_Excerpts of location labeling data_

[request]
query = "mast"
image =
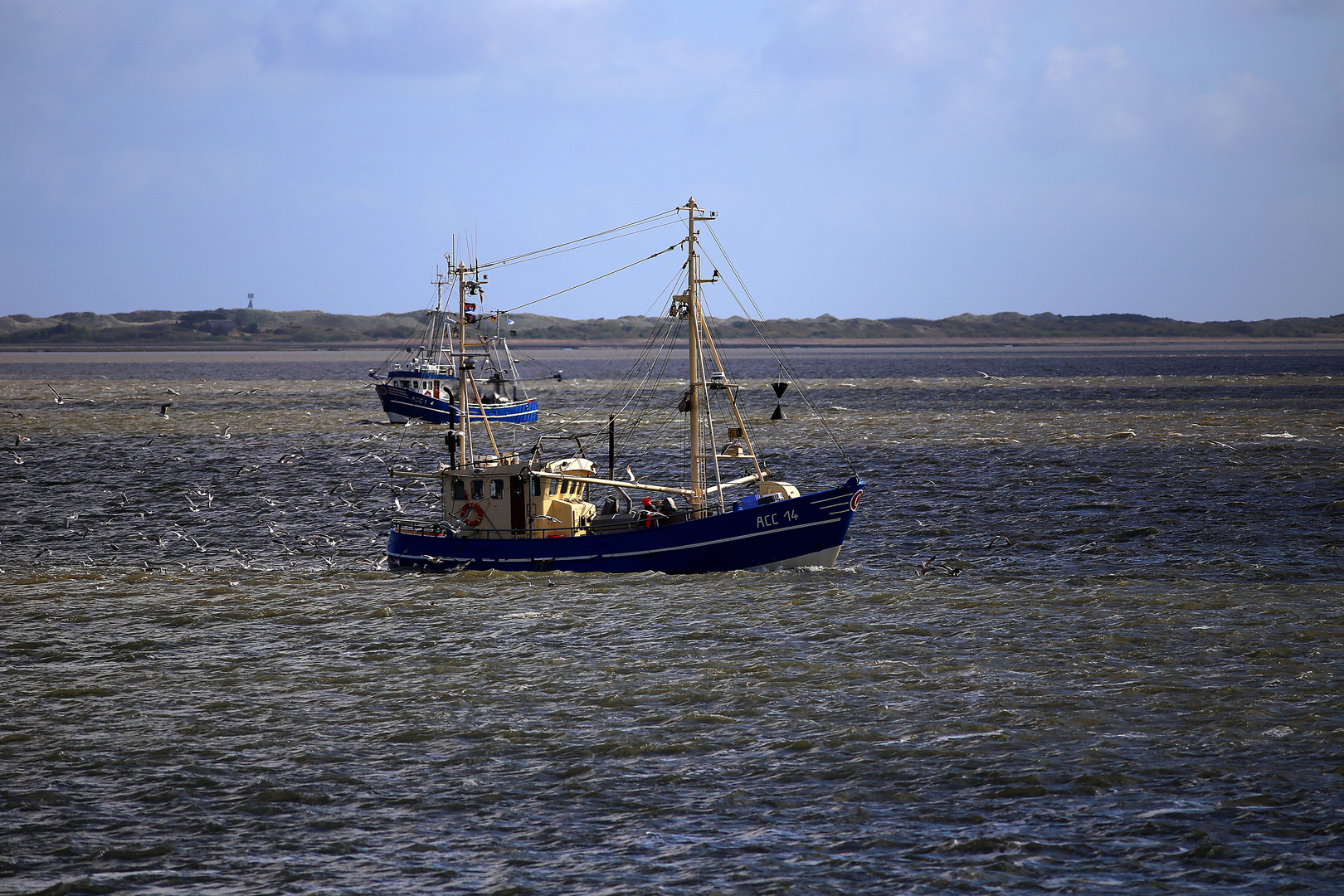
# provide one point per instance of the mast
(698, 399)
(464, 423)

==

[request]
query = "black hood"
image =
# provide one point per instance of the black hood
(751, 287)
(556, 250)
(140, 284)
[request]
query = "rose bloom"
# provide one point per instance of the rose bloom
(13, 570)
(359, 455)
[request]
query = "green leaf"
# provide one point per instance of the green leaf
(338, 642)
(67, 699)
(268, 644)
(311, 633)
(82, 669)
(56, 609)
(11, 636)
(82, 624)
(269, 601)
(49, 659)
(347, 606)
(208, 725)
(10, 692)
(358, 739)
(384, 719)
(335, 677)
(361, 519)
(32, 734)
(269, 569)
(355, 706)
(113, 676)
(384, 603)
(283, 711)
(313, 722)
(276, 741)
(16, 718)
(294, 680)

_Problem to solve_
Please gather every line above that contains the string "instance", matching case exactly.

_Solution_
# provide one point per instance of the mast
# provide one point per instance of the black hood
# provide one point per instance of the rose bloom
# provide one point per instance of the green leaf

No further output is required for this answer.